#### Material supplied:

— begin —

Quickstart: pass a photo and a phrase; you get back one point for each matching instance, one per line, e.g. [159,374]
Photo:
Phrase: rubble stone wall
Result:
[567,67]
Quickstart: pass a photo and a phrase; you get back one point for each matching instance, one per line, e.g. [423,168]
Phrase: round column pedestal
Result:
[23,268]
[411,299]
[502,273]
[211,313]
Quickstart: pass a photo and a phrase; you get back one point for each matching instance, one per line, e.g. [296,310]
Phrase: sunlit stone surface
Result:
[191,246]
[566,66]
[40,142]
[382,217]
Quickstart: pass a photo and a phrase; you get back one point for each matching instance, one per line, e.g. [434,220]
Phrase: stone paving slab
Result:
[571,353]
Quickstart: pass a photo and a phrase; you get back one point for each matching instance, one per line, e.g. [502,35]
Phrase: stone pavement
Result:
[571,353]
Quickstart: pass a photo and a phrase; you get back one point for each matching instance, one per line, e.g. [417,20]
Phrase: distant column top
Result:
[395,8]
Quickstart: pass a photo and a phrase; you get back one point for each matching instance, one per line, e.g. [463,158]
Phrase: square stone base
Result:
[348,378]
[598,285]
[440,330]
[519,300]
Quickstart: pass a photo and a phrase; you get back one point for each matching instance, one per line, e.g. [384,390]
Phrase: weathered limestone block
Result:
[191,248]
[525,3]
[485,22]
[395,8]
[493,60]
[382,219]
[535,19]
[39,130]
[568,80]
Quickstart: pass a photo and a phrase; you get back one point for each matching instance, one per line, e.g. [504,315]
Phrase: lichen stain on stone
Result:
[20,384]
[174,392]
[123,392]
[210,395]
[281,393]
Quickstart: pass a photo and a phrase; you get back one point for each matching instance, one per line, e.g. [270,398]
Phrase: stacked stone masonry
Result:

— end —
— begin —

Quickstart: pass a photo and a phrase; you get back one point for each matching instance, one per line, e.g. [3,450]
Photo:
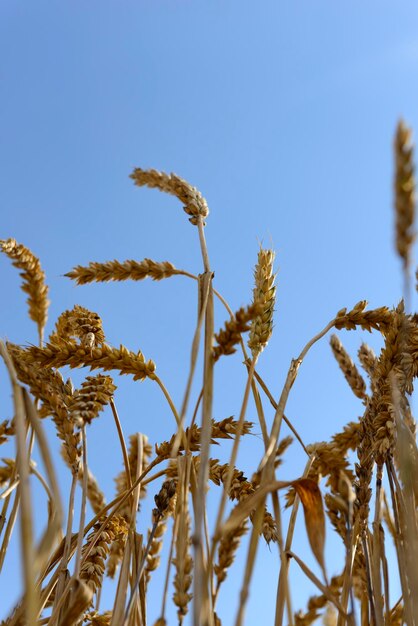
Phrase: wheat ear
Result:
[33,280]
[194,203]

— end —

#### What you will do:
Gather every line of the material above that contains the word "column".

#### Complete answer:
Phrase: round column pedestal
Phrase: distant column top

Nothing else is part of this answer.